National Loan & Exchange Bank of Columbia v. Argo Development Co.

139 S.E. 183 | S.C. | 1927

[EDITORS' NOTE: THIS PAGE CONTAINS HEADNOTES. HEADNOTES ARE NOT AN OFFICIAL PRODUCT OF THE COURT, THEREFORE THEY ARE NOT DISPLAYED.] *74 [EDITORS' NOTE: THIS PAGE CONTAINS HEADNOTES. HEADNOTES ARE NOT AN OFFICIAL PRODUCT OF THE COURT, THEREFORE THEY ARE NOT DISPLAYED.] *75 August 23, 1927. The opinion of the Court was delivered by The order of the Circuit Judge, which is made the subject of this appeal, granted the motion of the defendant, Argo Development Company, to vacate a mechanic's lien filed by plaintiff against defendant's property and to dismiss the petition or complaint brought for the enforcement of such claim.

The matter came up for hearing by the Circuit Judge upon a notice, duly given, specifying as grounds of objection to the petition and also to the statement or notice of claim filed with the Clerk of Court, that the petitioner in this proceeding "fails to allege that the lumber was furnished by and under a contract with this defendant, or with any one authorized by this defendant, or with the consent of the defendant, and fails to allege that the lumber furnished was actually used on any of the lots described, and if so used on which lot, and upon the further ground that under the statute the petitioner as assignee has no right to enforce the alleged claim." *76

A concise statement of the various questions and rulings arising out of this motion appears in the order of his Honor, Judge Townsend, as follows:

"On hearing the motion counsel for the plaintiff-petitioner took the position that the objections made by the Argo Development Company had been waived by answering and that this motion was not the proper remedy; and I held that they were not waived, and that this motion comes in time, and is the proper remedy. On hearing and considering the motion I hold that both the notice or statement filed with the clerk, and the petition, are fatally defective in not stating either that the material was furnished under a contract with said Argo Company, or the terms of such contract. The plaintiff asked for leave to amend both the notice and the petition so as to cure such defect. The Court holds that, time for filing the notice having expired, the motion to amend comes too late to appeal to the discretion of the Court, and that under the existing circumstances it should be refused."

### INFORMATION SHOWN
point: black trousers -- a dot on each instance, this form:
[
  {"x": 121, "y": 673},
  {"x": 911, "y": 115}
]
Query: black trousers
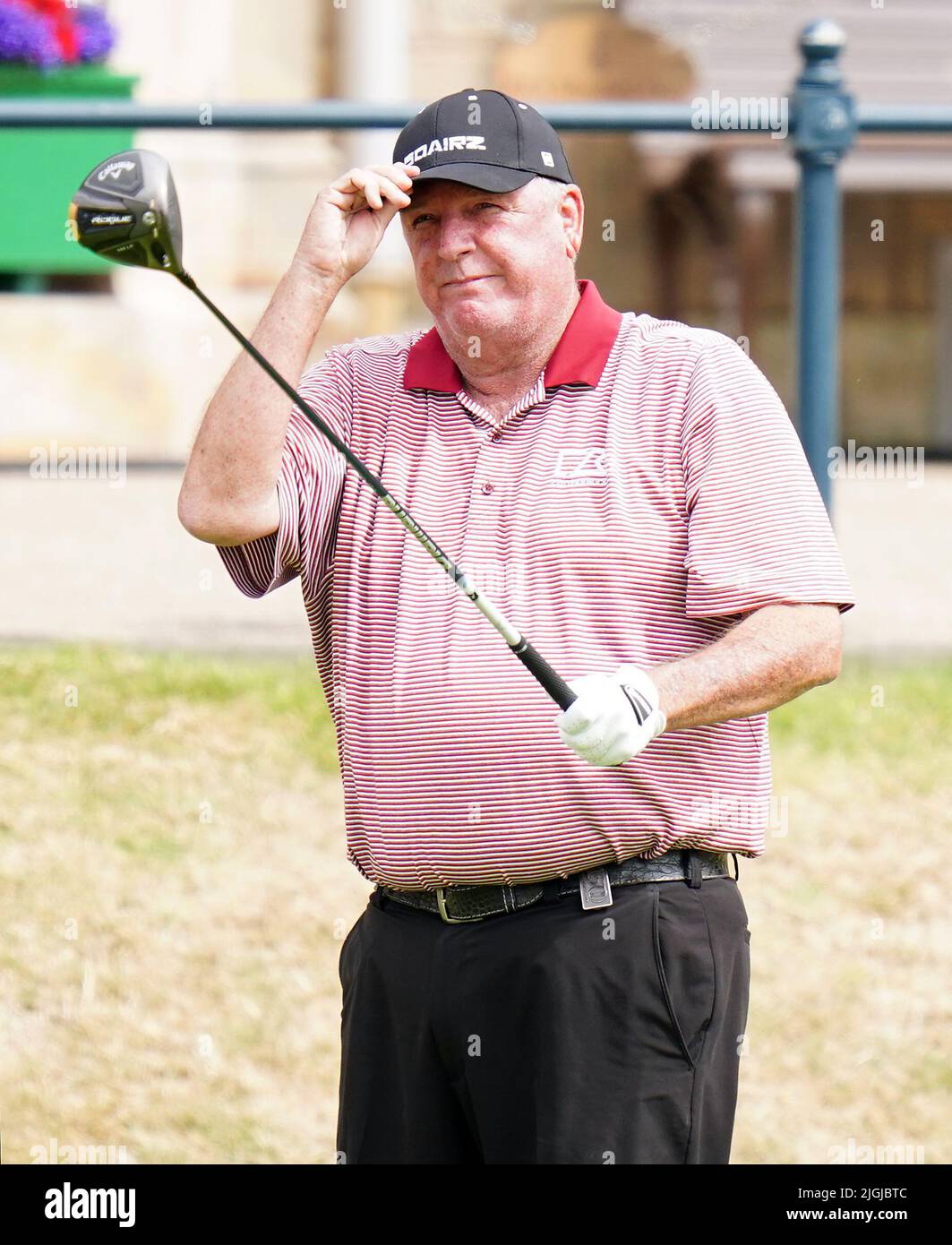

### DIRECTIONS
1. From the opinion, quote the part that opens with the words containing "139 S.E. 183" and closes with "of such claim.".
2. Answer these questions from the opinion:
(a) Which party moved to vacate the mechanic's lien?
(b) What date is given for the opinion?
(c) According to Judge Townsend's order, why was the plaintiff's motion to amend held to come too late?

### SOLVED TASKS
1.
139 S.E. 183 | S.C. | 1927

[EDITORS' NOTE: THIS PAGE CONTAINS HEADNOTES. HEADNOTES ARE NOT AN OFFICIAL PRODUCT OF THE COURT, THEREFORE THEY ARE NOT DISPLAYED.] *74 [EDITORS' NOTE: THIS PAGE CONTAINS HEADNOTES. HEADNOTES ARE NOT AN OFFICIAL PRODUCT OF THE COURT, THEREFORE THEY ARE NOT DISPLAYED.] *75 August 23, 1927. The opinion of the Court was delivered by The order of the Circuit Judge, which is made the subject of this appeal, granted the motion of the defendant, Argo Development Company, to vacate a mechanic's lien filed by plaintiff against defendant's property and to dismiss the petition or complaint brought for the enforcement of such claim.

2.
(a) The defendant, Argo Development Company.
(b) August 23, 1927.
(c) The time for filing the notice had expired.